** Begin **
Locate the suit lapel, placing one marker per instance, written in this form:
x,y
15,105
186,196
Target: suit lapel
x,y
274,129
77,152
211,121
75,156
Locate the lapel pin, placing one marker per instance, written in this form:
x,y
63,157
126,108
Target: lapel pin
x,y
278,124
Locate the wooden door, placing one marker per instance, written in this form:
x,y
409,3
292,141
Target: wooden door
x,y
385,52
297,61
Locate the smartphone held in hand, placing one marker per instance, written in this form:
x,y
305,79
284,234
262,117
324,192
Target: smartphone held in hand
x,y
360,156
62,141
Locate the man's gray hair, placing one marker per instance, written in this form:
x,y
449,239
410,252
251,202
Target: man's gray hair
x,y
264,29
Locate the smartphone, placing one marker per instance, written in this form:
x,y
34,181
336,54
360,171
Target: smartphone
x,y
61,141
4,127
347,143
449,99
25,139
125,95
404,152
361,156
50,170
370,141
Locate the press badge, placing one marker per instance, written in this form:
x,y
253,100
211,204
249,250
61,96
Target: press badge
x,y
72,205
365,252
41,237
** End **
### [WRITTEN INSTRUCTION]
Write out all of the rows above again, requests included, and increase every x and y coordinate in the answer points by 85. Leave the numbers within the requests and their sample points as they are.

### [ANSWER FOR THE TASK]
Locate the suit lapel, placing one marker per instance, written in this form:
x,y
15,105
186,196
Target: suit lapel
x,y
359,214
162,237
296,206
160,241
Locate the lapel pin, placing one marker per instance, written in this form:
x,y
63,157
126,108
Target: lapel pin
x,y
363,209
Locate the wooden door, placing one marker per instance, written in this form:
x,y
409,3
292,141
Target: wooden door
x,y
470,137
382,146
Locate the smartphone held in hand, placing one marker per instance, written in this form:
x,y
305,79
284,234
262,117
324,192
Target: smartphone held in hand
x,y
445,241
147,226
Locate the man's gray hair, placing one marker per instance, written in this form:
x,y
449,239
410,252
251,202
Target: man's gray hair
x,y
349,114
Locate the smartphone, placing one marker per instance, written in this form:
x,y
34,181
336,54
360,171
Target: smartphone
x,y
146,226
89,212
432,228
534,184
110,224
210,180
489,237
446,241
135,255
455,226
Locate the press badge, placing one marker per instance, written in this form:
x,y
253,100
211,204
249,250
61,96
Target: press badge
x,y
157,290
450,337
126,322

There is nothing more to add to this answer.